[Natural language region descriptions]
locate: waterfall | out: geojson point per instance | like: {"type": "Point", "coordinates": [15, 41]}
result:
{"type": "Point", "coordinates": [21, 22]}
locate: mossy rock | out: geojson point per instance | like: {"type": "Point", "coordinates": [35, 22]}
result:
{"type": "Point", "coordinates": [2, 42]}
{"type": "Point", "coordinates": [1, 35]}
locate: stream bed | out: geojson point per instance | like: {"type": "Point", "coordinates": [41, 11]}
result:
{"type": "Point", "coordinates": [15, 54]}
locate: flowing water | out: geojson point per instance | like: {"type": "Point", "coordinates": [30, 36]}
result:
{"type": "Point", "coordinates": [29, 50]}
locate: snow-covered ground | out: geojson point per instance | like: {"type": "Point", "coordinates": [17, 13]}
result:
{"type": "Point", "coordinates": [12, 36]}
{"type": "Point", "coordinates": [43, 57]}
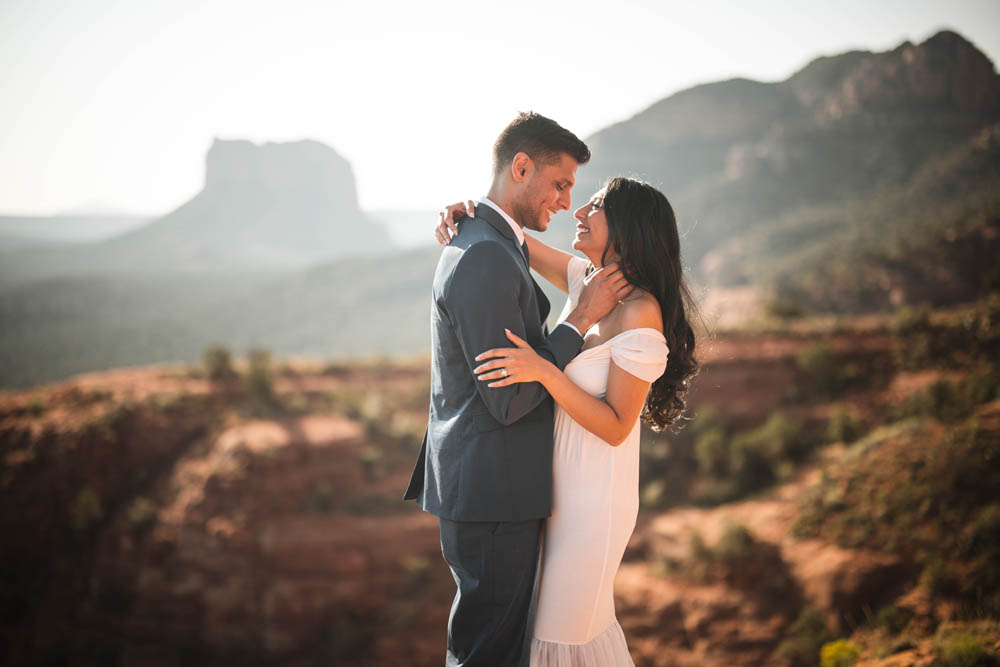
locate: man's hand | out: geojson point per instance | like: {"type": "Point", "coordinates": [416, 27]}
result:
{"type": "Point", "coordinates": [447, 227]}
{"type": "Point", "coordinates": [602, 290]}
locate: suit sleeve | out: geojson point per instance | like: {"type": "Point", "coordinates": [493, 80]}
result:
{"type": "Point", "coordinates": [482, 299]}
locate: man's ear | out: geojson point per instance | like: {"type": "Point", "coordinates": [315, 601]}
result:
{"type": "Point", "coordinates": [521, 167]}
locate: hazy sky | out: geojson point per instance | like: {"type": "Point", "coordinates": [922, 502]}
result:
{"type": "Point", "coordinates": [114, 103]}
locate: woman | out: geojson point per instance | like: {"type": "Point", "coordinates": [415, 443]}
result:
{"type": "Point", "coordinates": [621, 371]}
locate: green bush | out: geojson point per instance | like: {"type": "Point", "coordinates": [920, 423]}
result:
{"type": "Point", "coordinates": [840, 653]}
{"type": "Point", "coordinates": [843, 427]}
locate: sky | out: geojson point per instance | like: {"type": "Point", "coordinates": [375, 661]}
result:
{"type": "Point", "coordinates": [111, 105]}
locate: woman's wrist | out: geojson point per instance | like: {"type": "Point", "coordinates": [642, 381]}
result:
{"type": "Point", "coordinates": [549, 373]}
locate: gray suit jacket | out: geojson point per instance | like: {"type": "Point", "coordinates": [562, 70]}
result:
{"type": "Point", "coordinates": [487, 454]}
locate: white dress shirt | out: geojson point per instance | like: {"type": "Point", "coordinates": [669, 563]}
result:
{"type": "Point", "coordinates": [519, 233]}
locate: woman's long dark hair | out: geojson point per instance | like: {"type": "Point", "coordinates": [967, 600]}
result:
{"type": "Point", "coordinates": [642, 229]}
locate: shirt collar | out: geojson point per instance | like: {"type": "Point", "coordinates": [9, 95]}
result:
{"type": "Point", "coordinates": [518, 232]}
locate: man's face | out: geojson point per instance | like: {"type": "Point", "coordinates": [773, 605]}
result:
{"type": "Point", "coordinates": [545, 192]}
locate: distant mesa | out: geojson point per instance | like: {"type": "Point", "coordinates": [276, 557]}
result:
{"type": "Point", "coordinates": [275, 206]}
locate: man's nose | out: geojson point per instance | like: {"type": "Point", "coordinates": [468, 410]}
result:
{"type": "Point", "coordinates": [564, 200]}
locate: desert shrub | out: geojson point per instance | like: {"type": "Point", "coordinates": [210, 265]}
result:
{"type": "Point", "coordinates": [804, 638]}
{"type": "Point", "coordinates": [942, 400]}
{"type": "Point", "coordinates": [218, 363]}
{"type": "Point", "coordinates": [839, 653]}
{"type": "Point", "coordinates": [921, 339]}
{"type": "Point", "coordinates": [963, 649]}
{"type": "Point", "coordinates": [843, 426]}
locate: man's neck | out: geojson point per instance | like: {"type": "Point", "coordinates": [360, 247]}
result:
{"type": "Point", "coordinates": [497, 197]}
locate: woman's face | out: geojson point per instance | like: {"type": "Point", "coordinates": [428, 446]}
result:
{"type": "Point", "coordinates": [592, 230]}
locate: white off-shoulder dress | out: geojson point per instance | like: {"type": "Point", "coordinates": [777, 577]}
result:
{"type": "Point", "coordinates": [594, 508]}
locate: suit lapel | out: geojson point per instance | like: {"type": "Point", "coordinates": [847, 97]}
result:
{"type": "Point", "coordinates": [498, 223]}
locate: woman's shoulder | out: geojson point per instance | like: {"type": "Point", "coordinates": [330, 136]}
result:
{"type": "Point", "coordinates": [640, 310]}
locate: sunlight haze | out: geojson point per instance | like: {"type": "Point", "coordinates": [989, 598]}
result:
{"type": "Point", "coordinates": [114, 104]}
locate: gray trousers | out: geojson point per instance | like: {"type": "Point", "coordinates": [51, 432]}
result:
{"type": "Point", "coordinates": [494, 564]}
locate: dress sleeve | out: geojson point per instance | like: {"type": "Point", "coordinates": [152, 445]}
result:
{"type": "Point", "coordinates": [641, 352]}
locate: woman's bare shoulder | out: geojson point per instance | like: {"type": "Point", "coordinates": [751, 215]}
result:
{"type": "Point", "coordinates": [641, 310]}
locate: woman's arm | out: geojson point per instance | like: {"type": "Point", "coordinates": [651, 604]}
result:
{"type": "Point", "coordinates": [611, 419]}
{"type": "Point", "coordinates": [551, 263]}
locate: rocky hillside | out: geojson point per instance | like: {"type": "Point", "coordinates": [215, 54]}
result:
{"type": "Point", "coordinates": [836, 483]}
{"type": "Point", "coordinates": [766, 177]}
{"type": "Point", "coordinates": [864, 183]}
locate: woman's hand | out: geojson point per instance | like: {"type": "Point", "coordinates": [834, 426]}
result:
{"type": "Point", "coordinates": [513, 364]}
{"type": "Point", "coordinates": [448, 224]}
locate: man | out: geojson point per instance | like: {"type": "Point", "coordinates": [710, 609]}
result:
{"type": "Point", "coordinates": [485, 467]}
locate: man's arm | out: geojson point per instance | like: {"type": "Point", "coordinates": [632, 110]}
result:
{"type": "Point", "coordinates": [482, 300]}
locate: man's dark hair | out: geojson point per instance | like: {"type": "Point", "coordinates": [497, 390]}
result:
{"type": "Point", "coordinates": [543, 139]}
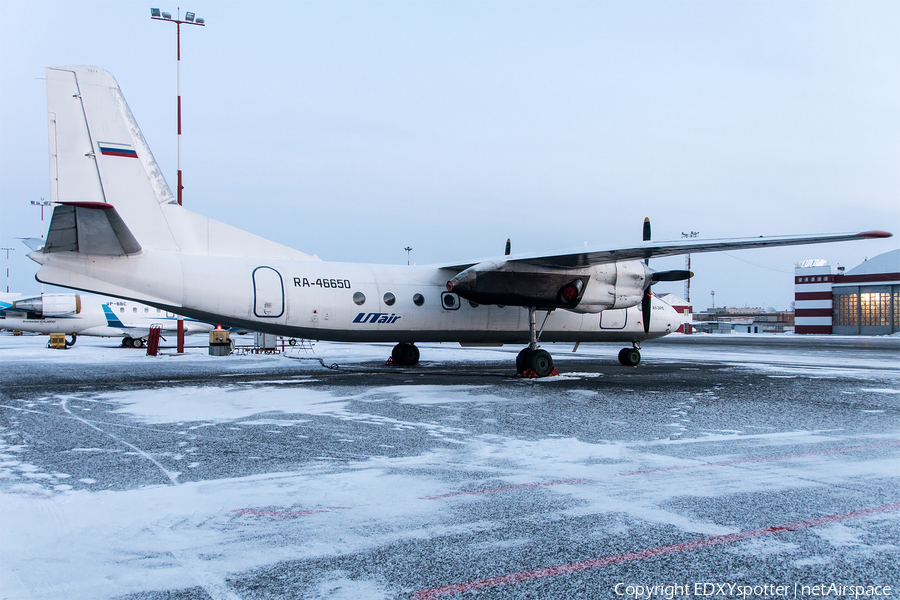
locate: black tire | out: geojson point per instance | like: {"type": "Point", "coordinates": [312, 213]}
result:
{"type": "Point", "coordinates": [521, 359]}
{"type": "Point", "coordinates": [408, 354]}
{"type": "Point", "coordinates": [630, 357]}
{"type": "Point", "coordinates": [540, 362]}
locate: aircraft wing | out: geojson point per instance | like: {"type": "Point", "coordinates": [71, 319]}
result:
{"type": "Point", "coordinates": [587, 258]}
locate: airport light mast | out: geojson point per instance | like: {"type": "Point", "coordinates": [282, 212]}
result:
{"type": "Point", "coordinates": [189, 19]}
{"type": "Point", "coordinates": [8, 250]}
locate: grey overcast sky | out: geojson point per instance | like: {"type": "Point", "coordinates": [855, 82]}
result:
{"type": "Point", "coordinates": [351, 130]}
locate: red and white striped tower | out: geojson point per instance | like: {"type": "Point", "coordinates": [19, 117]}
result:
{"type": "Point", "coordinates": [158, 15]}
{"type": "Point", "coordinates": [813, 297]}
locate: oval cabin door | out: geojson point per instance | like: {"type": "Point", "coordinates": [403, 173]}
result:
{"type": "Point", "coordinates": [268, 293]}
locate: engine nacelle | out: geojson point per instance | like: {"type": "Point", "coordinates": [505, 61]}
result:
{"type": "Point", "coordinates": [585, 290]}
{"type": "Point", "coordinates": [51, 305]}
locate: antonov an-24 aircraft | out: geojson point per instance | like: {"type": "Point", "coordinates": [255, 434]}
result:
{"type": "Point", "coordinates": [117, 230]}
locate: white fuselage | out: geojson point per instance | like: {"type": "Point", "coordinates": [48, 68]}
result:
{"type": "Point", "coordinates": [351, 302]}
{"type": "Point", "coordinates": [131, 319]}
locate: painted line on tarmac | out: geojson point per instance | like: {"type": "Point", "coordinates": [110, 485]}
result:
{"type": "Point", "coordinates": [525, 486]}
{"type": "Point", "coordinates": [724, 463]}
{"type": "Point", "coordinates": [479, 584]}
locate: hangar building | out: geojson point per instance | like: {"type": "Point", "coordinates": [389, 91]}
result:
{"type": "Point", "coordinates": [862, 301]}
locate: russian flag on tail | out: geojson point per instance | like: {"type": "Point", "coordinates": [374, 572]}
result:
{"type": "Point", "coordinates": [111, 149]}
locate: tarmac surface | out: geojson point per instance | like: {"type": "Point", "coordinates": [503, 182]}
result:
{"type": "Point", "coordinates": [720, 467]}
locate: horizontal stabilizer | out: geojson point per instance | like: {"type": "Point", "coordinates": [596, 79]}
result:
{"type": "Point", "coordinates": [89, 228]}
{"type": "Point", "coordinates": [676, 275]}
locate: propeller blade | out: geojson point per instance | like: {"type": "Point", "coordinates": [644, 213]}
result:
{"type": "Point", "coordinates": [646, 310]}
{"type": "Point", "coordinates": [646, 235]}
{"type": "Point", "coordinates": [676, 275]}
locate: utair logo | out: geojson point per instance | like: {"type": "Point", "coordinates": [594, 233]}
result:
{"type": "Point", "coordinates": [375, 318]}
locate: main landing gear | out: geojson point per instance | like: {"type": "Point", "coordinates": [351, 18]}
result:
{"type": "Point", "coordinates": [404, 354]}
{"type": "Point", "coordinates": [630, 357]}
{"type": "Point", "coordinates": [532, 361]}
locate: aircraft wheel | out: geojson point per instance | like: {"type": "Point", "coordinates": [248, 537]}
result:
{"type": "Point", "coordinates": [540, 362]}
{"type": "Point", "coordinates": [630, 357]}
{"type": "Point", "coordinates": [409, 354]}
{"type": "Point", "coordinates": [405, 354]}
{"type": "Point", "coordinates": [521, 359]}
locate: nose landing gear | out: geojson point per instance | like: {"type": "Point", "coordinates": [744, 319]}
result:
{"type": "Point", "coordinates": [630, 357]}
{"type": "Point", "coordinates": [404, 354]}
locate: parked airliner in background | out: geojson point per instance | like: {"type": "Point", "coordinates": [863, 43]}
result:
{"type": "Point", "coordinates": [117, 230]}
{"type": "Point", "coordinates": [77, 314]}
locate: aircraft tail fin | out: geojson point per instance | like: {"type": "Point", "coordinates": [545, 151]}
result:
{"type": "Point", "coordinates": [90, 228]}
{"type": "Point", "coordinates": [104, 175]}
{"type": "Point", "coordinates": [100, 160]}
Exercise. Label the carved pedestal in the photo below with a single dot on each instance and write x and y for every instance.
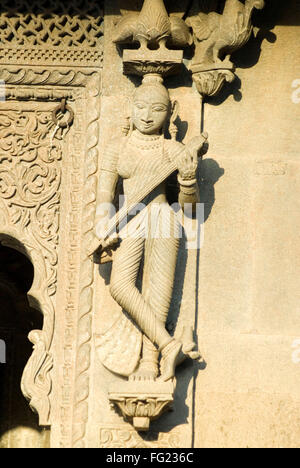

REQUIRED WORK: Filter the records above, keeping each line that contains the word "landing".

EXPECTED ANSWER:
locate: main landing gear | out: geojson point per instance | like: {"type": "Point", "coordinates": [351, 18]}
locate: nose landing gear | out: geojson point per instance | like: {"type": "Point", "coordinates": [744, 319]}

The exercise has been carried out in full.